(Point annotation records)
____
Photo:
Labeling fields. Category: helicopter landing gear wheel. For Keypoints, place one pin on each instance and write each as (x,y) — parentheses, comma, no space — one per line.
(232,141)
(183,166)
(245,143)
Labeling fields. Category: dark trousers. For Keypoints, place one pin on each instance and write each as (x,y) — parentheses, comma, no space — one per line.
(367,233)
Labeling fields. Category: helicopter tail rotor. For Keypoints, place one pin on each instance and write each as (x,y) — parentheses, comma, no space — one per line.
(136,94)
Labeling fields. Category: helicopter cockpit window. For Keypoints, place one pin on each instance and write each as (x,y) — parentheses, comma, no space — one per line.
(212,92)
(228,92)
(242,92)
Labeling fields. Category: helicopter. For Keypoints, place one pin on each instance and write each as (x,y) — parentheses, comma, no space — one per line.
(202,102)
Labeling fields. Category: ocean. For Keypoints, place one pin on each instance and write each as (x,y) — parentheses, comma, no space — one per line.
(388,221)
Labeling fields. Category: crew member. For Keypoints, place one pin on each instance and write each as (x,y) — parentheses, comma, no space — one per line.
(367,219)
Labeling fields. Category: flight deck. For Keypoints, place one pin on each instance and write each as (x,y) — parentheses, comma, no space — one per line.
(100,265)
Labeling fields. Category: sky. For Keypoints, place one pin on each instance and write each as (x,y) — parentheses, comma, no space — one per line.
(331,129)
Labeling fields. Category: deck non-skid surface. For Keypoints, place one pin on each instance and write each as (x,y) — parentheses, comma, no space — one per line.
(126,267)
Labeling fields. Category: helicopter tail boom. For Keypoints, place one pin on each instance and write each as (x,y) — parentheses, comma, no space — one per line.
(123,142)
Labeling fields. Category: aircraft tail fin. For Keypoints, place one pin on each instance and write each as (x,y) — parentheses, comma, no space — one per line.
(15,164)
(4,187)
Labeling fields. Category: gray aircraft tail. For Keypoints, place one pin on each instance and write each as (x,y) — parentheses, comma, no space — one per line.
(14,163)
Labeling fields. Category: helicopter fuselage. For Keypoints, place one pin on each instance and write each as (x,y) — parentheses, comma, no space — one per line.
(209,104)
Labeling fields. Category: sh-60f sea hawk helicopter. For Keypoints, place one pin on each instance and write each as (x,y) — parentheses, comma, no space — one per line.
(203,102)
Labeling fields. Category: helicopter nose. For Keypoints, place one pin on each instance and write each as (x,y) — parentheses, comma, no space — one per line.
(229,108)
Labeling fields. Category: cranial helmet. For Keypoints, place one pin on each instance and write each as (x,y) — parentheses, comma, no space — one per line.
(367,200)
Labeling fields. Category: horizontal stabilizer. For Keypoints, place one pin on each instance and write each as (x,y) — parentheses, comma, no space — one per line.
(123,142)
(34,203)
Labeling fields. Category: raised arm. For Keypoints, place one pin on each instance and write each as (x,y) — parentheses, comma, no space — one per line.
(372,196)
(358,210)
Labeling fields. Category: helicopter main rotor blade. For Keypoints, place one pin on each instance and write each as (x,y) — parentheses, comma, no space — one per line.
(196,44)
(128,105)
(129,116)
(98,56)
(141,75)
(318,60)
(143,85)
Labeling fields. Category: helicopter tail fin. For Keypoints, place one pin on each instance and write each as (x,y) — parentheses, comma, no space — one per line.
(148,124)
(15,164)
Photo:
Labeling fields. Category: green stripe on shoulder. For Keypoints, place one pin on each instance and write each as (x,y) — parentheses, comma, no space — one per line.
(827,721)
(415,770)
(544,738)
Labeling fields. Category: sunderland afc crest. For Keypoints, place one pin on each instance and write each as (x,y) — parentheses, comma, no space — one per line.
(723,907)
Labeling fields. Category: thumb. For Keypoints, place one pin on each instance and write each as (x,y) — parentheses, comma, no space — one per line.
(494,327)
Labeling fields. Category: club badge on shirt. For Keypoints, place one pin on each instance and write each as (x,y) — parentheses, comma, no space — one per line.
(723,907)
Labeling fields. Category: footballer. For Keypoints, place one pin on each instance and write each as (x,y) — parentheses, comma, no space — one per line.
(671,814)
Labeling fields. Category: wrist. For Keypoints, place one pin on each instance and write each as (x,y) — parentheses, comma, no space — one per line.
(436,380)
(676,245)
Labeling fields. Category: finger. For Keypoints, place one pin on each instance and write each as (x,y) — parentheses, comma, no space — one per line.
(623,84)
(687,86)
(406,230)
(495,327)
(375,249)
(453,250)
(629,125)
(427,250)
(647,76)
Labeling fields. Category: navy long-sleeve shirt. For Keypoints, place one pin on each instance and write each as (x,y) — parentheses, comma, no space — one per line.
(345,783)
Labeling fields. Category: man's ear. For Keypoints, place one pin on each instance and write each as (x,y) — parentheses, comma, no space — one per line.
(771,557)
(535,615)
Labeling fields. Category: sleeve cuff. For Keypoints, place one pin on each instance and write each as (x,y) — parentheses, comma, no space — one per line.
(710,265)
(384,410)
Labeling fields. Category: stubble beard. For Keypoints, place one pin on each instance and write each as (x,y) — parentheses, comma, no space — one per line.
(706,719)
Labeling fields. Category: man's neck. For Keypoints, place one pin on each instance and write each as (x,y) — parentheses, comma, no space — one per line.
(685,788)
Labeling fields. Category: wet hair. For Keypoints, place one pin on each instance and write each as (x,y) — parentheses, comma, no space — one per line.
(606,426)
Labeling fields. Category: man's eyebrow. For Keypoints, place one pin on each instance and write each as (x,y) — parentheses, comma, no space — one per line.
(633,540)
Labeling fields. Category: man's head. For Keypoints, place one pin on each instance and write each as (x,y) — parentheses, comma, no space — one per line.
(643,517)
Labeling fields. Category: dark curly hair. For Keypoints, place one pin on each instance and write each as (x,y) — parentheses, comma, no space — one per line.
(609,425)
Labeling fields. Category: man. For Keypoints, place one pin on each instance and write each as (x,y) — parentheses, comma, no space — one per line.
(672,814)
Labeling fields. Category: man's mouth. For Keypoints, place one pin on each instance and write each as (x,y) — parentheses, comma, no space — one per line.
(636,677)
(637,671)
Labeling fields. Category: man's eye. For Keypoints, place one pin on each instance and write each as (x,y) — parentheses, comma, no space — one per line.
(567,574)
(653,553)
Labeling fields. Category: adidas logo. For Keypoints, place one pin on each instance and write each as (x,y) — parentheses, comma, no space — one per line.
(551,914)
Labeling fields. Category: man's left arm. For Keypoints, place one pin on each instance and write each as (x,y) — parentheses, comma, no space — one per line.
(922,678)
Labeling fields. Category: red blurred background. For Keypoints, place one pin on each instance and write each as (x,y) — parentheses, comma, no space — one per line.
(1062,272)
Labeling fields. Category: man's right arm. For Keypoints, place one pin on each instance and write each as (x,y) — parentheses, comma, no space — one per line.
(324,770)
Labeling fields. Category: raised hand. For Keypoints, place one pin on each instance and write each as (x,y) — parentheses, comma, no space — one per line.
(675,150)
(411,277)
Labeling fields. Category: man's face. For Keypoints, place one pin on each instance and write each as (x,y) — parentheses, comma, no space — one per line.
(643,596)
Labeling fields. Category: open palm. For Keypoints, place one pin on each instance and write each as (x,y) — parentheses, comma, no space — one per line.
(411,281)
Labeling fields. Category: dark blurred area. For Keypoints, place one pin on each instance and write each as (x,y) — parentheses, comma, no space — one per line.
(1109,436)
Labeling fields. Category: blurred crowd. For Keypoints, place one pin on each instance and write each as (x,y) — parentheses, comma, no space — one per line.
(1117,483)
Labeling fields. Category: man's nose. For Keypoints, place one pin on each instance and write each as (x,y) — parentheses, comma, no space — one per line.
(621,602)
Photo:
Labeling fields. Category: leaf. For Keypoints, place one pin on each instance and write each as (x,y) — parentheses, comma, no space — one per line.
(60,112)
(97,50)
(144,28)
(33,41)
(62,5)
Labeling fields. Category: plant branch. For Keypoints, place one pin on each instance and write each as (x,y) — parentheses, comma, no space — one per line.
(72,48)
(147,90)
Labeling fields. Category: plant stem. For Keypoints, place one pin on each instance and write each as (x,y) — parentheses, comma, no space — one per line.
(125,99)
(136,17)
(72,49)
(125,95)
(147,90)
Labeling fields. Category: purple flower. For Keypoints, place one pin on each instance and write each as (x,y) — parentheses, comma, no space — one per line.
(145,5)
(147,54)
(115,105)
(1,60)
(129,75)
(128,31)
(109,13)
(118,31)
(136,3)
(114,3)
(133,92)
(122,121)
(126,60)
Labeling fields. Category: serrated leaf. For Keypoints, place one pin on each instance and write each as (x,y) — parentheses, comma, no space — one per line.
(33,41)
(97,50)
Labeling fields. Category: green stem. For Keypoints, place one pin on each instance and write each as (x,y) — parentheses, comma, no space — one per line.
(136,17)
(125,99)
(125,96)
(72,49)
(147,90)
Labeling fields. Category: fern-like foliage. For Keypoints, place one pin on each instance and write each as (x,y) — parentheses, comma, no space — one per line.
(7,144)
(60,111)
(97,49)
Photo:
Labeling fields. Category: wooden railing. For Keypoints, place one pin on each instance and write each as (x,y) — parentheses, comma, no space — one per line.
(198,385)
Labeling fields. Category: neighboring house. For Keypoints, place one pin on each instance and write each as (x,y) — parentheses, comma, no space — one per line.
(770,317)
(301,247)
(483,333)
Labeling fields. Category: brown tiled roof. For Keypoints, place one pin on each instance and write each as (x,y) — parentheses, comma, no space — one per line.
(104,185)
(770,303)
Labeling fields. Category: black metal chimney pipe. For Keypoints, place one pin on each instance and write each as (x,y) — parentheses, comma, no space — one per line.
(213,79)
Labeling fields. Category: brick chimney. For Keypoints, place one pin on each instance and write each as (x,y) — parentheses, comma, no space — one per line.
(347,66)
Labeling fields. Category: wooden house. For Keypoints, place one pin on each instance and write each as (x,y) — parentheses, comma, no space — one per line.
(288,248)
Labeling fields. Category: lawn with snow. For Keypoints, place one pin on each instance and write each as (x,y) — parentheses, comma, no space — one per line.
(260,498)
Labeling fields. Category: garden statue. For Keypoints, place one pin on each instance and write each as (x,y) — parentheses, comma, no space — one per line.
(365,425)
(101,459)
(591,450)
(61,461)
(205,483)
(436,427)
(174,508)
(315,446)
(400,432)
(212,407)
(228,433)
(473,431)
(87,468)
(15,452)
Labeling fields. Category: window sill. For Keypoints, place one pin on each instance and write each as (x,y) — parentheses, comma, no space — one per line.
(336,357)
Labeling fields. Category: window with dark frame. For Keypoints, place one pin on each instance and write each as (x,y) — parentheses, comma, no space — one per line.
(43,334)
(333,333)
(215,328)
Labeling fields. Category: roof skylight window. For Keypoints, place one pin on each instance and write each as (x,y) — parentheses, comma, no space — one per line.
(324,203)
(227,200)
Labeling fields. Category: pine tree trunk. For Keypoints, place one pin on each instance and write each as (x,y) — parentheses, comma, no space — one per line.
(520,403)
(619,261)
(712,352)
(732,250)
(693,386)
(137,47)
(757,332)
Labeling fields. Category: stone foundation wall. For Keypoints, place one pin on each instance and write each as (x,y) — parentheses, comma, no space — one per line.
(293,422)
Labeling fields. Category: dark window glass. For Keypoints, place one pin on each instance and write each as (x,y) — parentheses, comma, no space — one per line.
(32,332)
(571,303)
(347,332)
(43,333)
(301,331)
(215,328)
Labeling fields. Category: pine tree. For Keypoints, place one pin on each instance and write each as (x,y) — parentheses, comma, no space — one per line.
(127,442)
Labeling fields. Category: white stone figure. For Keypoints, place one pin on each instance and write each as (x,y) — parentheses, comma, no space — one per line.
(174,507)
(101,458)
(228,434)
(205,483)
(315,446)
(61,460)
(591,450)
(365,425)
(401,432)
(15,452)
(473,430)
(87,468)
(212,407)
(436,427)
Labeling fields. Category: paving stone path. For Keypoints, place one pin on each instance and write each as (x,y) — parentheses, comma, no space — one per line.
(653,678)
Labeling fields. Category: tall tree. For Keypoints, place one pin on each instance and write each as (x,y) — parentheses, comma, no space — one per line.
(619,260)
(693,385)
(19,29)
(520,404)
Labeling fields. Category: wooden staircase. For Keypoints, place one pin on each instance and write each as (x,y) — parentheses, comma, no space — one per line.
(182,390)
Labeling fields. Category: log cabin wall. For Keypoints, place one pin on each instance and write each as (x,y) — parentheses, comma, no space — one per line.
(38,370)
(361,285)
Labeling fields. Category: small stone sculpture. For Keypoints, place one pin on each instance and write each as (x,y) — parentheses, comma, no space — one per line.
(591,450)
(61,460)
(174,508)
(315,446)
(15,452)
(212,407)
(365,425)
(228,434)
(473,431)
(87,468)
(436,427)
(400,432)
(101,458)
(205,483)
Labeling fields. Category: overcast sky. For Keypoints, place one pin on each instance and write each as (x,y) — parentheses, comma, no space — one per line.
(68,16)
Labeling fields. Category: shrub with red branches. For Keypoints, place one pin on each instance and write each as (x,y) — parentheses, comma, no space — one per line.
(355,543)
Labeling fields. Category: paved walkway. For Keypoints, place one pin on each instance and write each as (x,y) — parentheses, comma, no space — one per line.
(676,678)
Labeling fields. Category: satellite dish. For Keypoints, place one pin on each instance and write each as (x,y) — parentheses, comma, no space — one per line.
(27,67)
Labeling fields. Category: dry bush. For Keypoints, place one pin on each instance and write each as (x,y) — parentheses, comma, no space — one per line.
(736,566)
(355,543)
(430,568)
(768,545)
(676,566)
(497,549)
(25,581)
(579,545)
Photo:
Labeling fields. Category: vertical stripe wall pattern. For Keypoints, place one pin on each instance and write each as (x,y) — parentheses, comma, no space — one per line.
____
■ **Directions for this task**: Copy exactly, word for word, the line with "Labeling fields. Category: paving" through the final line of the listing.

■ **Exercise output**:
Labeling fields. Category: paving stone path. For Keypoints, place one pin on each instance and write each as (x,y) — parentheses, comma, no space — one per line.
(653,678)
Labeling fields. Category: tall tree. For Keypoints, place one pin on each instance and write each as (x,y) — parentheses, comma, no space — one per line.
(619,260)
(693,385)
(19,29)
(520,404)
Labeling fields. Category: wooden staircase. For Keypoints, place one pin on each instance and write each as (x,y) — parentheses, comma, no space — one per line.
(182,390)
Labeling fields. Category: log cabin wall. For Keypoints, place one pin on each instance and write each as (x,y) — parentheses, comma, no space — one per line.
(38,370)
(361,285)
Labeling fields. Category: small stone sculpture. For Keypoints, place one pin on each instance and write each as (x,y) — parentheses, comma, no space — one per line.
(591,450)
(61,460)
(174,508)
(315,446)
(15,452)
(212,407)
(365,425)
(228,434)
(473,431)
(87,468)
(436,427)
(400,432)
(101,458)
(205,483)
Labeling fields. Category: overcast sky. For Keypoints, place one pin on each instance and write each as (x,y) — parentheses, comma, no space — one per line.
(68,16)
Labeling fields. Category: shrub with red branches. For Keypoints, place one pin on each instance and write each as (x,y) — parentheses, comma, no space — one per line.
(355,543)
Labeling fields. Category: paved walkway. For Keypoints, place one pin on each instance and write each as (x,y) — parentheses, comma, no space — one per line.
(676,678)
Labeling fields. Category: satellite dish. For Keypoints, place one pin on each instance and write each as (x,y) — parentheses, comma, no space — one per line.
(27,67)
Labeling fields. Category: dry bush. For Keypoints, place one pin on each instance and write each as (x,y) — parentheses, comma, no space — one per line.
(736,566)
(355,543)
(430,568)
(768,545)
(676,566)
(497,549)
(25,581)
(579,545)
Photo:
Labeling fields. Category: vertical stripe wall pattern. For Keypoints, place one pin on each instance and write each as (x,y) — parentheses, comma, no space — one per line.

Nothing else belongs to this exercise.